**Set of tasks**
**a)** According to the article on GDS International's funding, which firm led the Series B round?
**b)** Pick up the article on GDS International's funding after its final sentence and write a few more sentences.

**Passage**
The international unit of Shanghai-based GDS Holdings has signed agreements to raise $1 billion in equity to help fund the development of up to 1 gigawatt of data centre capacity.
The Series B funding round for GDS International is supported largely by new US investors, led by Manhattan-based Coatue Management and with substantial participation by Boston’s Baupost Group, GDS said Tuesday in a release. GDS International, also known as DigitalLand, oversees operations in Hong Kong, Malaysia, Indonesia, Singapore and Japan.
Post-closing, GDS Holdings will own 37.6 percent of the equity interest in GDS International in the form of ordinary shares, with the stake valued at $1.3 billion based on the Series B subscription price. GDS will no longer consolidate GDS International for accounting purposes and will lose the right to appoint a majority of directors to the GDS International board.
“The Series B equity issue benchmarks significant incremental value creation for our shareholders,” said William Huang, chairman and CEO of GDS Holdings and chairman of GDS International. “We look forward to further achievements by our international business as we take it to the next level.”
Venture Capital Boost
The latest fundraise follows a Series A round earlier this year in which GDS International garnered $672 million in fresh cash from the sale of convertible preferred shares to investors including Chinese private equity major Hillhouse and its real assets arm Rava Partners, as well as Boyu, Princeville Capital and Tekne Capital. That funding round had originally targeted $587 million before being upsized to meet investor demand.
GDS International’s ex-China buildout has seen the developer explore new markets in and around the Singapore-Johor-Batam cluster, which continues to attract regional and global hyperscale demand.
“We see tremendous opportunities for growth in these markets as well as in other new markets which we are currently evaluating,” Huang said.

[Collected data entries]
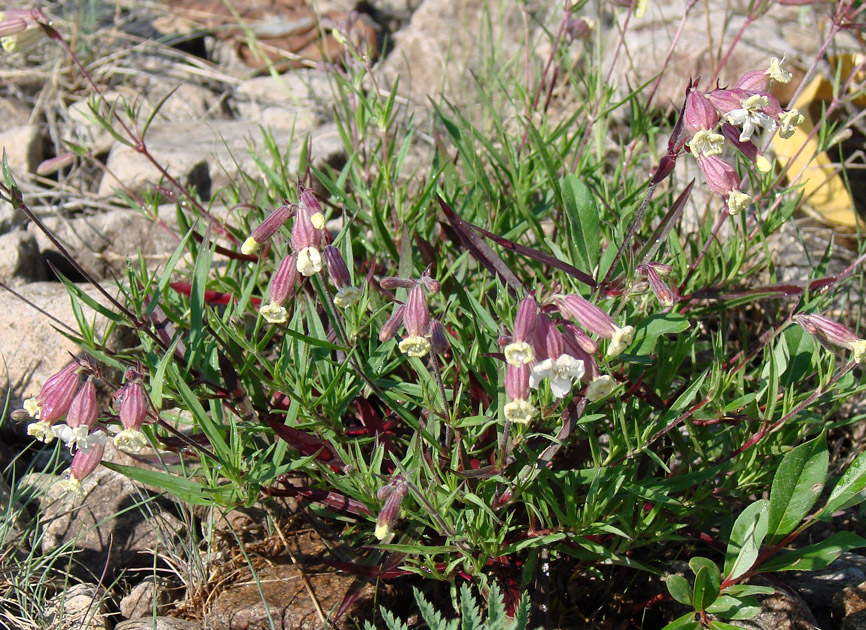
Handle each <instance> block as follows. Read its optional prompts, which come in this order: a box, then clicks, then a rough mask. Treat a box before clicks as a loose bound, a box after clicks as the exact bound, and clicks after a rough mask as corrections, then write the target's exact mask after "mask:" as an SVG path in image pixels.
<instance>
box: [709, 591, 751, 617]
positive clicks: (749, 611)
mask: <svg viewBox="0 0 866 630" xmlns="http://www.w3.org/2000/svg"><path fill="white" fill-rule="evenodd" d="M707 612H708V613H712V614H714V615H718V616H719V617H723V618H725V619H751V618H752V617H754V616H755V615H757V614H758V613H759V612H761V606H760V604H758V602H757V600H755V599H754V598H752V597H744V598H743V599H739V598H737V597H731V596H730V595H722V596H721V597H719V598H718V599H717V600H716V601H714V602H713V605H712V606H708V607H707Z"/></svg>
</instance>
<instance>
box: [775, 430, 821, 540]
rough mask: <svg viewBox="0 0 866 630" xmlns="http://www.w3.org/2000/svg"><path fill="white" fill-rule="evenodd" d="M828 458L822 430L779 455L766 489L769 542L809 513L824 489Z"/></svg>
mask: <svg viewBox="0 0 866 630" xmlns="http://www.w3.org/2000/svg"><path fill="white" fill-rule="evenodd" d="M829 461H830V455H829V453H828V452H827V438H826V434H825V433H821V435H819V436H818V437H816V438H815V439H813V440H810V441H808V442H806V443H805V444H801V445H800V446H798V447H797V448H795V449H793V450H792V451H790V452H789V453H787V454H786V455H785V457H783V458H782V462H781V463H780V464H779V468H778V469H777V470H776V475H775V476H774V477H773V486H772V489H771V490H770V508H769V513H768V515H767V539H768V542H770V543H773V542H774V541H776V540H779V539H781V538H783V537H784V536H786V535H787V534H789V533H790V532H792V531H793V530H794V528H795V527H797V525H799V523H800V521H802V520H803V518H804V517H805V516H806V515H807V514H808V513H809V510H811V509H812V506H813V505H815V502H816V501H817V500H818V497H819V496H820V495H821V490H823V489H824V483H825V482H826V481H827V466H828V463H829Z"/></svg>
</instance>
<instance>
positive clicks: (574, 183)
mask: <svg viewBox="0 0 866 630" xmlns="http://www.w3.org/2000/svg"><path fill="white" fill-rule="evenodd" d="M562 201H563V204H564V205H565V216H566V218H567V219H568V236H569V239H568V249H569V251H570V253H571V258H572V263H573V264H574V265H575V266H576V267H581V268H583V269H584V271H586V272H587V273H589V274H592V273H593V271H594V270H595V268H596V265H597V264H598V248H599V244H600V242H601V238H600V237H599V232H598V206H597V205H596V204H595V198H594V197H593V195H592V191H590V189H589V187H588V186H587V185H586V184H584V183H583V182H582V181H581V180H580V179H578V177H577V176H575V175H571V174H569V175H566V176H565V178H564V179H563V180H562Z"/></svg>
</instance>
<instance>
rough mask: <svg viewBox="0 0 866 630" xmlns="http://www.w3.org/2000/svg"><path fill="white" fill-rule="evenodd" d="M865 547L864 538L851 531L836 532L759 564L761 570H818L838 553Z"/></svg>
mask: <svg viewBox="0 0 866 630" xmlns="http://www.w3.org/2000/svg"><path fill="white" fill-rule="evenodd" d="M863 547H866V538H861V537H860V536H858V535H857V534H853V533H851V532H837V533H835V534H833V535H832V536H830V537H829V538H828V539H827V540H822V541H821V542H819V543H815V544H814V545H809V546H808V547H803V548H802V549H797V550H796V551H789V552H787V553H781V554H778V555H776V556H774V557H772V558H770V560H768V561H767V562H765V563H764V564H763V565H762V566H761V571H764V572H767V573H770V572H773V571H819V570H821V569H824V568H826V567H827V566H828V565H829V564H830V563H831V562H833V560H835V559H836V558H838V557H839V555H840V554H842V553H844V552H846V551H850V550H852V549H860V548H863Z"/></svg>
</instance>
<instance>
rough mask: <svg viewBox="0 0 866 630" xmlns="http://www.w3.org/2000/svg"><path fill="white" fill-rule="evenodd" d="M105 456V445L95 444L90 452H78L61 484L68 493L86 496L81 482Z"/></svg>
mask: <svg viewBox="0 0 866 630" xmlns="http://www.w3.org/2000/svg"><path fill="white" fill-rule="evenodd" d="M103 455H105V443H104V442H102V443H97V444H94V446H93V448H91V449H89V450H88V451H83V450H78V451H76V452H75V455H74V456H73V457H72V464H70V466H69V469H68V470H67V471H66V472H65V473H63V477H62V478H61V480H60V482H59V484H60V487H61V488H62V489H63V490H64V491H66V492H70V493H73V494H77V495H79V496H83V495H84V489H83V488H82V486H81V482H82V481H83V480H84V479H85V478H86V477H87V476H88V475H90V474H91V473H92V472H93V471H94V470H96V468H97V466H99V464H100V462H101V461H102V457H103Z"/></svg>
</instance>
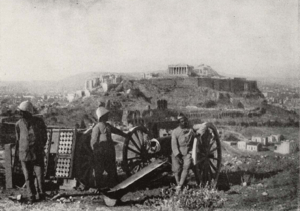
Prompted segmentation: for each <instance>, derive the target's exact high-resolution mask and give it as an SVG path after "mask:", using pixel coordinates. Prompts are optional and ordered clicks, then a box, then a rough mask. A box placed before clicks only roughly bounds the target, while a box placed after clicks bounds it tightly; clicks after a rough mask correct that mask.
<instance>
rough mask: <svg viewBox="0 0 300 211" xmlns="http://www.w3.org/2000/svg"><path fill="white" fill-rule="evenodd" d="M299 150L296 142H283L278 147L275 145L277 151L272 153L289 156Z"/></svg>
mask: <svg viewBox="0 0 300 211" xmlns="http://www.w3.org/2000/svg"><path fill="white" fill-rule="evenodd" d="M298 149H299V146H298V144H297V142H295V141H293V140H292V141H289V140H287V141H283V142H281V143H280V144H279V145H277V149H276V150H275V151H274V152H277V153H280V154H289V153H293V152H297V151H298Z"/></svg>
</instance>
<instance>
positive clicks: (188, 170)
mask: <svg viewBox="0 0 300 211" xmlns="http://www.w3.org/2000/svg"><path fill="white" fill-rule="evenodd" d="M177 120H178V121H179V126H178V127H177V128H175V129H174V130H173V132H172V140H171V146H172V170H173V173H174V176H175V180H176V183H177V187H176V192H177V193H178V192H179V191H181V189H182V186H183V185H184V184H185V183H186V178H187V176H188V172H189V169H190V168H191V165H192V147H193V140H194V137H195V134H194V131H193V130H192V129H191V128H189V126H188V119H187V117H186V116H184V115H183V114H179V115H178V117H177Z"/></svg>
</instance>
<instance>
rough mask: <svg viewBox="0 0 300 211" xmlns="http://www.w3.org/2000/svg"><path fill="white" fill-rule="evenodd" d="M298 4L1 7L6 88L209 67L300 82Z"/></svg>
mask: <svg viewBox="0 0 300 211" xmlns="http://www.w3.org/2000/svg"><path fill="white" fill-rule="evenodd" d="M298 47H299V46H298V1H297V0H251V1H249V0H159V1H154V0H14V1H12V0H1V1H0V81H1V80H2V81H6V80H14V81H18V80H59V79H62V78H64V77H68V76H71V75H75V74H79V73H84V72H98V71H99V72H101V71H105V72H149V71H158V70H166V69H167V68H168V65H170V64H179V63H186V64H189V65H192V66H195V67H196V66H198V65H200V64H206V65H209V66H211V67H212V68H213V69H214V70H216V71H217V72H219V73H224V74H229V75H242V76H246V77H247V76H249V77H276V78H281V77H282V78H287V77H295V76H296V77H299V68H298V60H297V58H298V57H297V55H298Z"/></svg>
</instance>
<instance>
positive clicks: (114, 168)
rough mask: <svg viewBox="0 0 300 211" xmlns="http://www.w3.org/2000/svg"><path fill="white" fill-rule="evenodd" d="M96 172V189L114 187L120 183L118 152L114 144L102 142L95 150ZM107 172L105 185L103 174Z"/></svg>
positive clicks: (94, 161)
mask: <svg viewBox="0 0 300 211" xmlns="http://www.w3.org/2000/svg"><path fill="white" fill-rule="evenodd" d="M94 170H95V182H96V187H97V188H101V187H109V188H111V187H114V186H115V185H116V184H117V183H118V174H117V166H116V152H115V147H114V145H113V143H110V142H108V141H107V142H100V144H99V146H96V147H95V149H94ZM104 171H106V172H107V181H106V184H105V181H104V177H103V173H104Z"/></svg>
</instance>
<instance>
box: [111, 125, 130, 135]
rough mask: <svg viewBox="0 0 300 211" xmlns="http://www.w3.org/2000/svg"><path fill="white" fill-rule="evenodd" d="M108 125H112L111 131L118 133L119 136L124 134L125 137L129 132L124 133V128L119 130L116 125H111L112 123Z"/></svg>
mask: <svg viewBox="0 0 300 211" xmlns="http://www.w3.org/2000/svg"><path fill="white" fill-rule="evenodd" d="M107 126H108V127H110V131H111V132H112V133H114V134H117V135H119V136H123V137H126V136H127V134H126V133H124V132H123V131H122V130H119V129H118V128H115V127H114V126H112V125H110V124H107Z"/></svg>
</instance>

**Responses to the exercise**
**a)** Coatue Management, based in Manhattan, led the Series B round.

**b)**
Mingtiandi reported earlier this month on GDS International’s acquisition of a western Singapore warehouse from CapitaLand Ascendas REIT for S$112.8 million ($86.4 million). The news came just weeks after the company took over the lease of a Goodman-built data centre at a converted factory site in Hong Kong’s Tsuen Wan West area.
Series B lead Coatue Management, founded by venture capitalist Philippe Laffont, has invested more than $27 billion in tech startups including ByteDance, Reddit, Spotify and Uber.
“Data centres are mission critical infrastructure to support the future of AI and cloud,” Laffont said. “We have been very impressed by the management team, and its capabilities to execute and expand the footprint of the business in such a short period of time. We are excited to work alongside management to expand GDSI into a global leading data centre platform.”
Room to Grow
The DigitalLand platform’s existing revenue-generating assets consist of an 18.2-megawatt facility in Hong Kong and the first phase of a 158.7MW campus in the southern Malaysian state of Johor, both of which are self-developed and owned.
The company also provides services for third-party data centres in Singapore, including assets owned by STT GDC.
In March, GDS introduced Jamie Khoo as the chief executive of DigitalLand. Khoo joined the GDS senior management team in 2014 as deputy chief financial officer and has served as the chief operating officer of the company since January 2019.
Her appointment as DigitalLand CEO took effect upon closing of the Series A capital raise.